* **What to do**
Reproduce every record below word for word and include no pictures.
____ Material to process
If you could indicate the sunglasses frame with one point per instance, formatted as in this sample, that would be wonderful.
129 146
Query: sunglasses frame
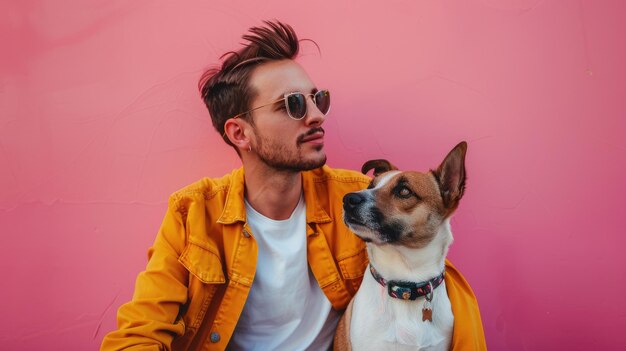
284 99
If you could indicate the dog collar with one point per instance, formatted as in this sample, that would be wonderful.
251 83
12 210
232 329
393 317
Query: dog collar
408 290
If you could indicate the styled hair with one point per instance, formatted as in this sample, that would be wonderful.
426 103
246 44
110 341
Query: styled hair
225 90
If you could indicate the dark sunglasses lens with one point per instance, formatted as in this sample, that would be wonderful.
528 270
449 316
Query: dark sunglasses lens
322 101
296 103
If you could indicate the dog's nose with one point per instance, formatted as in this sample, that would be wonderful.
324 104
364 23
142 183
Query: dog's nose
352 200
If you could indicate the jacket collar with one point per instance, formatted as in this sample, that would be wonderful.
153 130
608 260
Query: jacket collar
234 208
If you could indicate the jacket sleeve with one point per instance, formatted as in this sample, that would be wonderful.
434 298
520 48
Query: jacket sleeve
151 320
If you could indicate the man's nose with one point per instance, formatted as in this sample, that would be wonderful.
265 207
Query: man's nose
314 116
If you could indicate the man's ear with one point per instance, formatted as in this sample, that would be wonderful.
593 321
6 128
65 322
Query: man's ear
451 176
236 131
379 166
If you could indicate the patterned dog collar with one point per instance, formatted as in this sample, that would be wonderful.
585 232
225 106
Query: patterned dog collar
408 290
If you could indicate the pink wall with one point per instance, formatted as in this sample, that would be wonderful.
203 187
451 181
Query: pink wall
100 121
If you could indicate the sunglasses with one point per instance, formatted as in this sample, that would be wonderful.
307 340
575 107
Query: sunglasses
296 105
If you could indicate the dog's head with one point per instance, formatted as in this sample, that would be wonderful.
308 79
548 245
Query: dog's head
________
* **Response for this exercise**
If you could indicate the sunglasses frame with one point per instance, formatted as in this sample, that would be wonderful.
129 146
Query: sunglasses frame
284 99
If you could indicate the dog collar with one point per instance, formatted as in this sample, that would be wonderful.
251 83
12 210
232 329
393 317
Query: dog collar
408 290
If you could indicate the styled hair with one point per instance, formatted as in this sample, that would be wonderful.
426 103
246 44
110 341
Query: styled hair
225 90
If you could indicate the dark sunglasses lens with one point per instance, formatted as in this sample, that would be wonderful.
528 270
449 316
Query: dark sunglasses lens
322 101
296 103
If you could indicate the dog's nose with one point per instance, formatted as in this sample, that would be wonderful.
324 104
364 23
142 183
Query: dog's nose
352 200
If you could indicate the jacket collar with one point per instance, formatted as in this sample, that would be wonderful.
153 130
608 260
Query: jacket collar
234 208
If you could indicate the jacket sleeve with one point per instance, formatted as in this sample, that would be wonderful.
434 298
520 48
Query: jacket sleeve
151 320
If you could indicate the man's nose with one point per instance, formatted as in this sample, that would be wonderful.
265 207
Query: man's nose
314 116
If you could indicate the man's ear with one point per instance, formatted as in this sample, that would be wonderful.
593 321
6 128
65 322
Query: man's ear
451 176
236 131
379 166
If you could indicate the patterned dog collar with one point per instance, formatted as in this sample, that would be wonderful.
585 232
225 106
Query: patterned dog collar
408 290
If you could indicate the pink wall with one point per instance, formatted as in this sample, that would be wonderful.
203 187
451 181
Query: pink wall
100 121
If you could indicate the sunglasses with one point per instance, formatted as in this sample, that would be wonderful.
307 340
575 107
Query: sunglasses
296 105
If you could indicate the dog's head with one point per instance, formatted as in this sample, that would be wonderful.
308 79
548 245
Query: dog's head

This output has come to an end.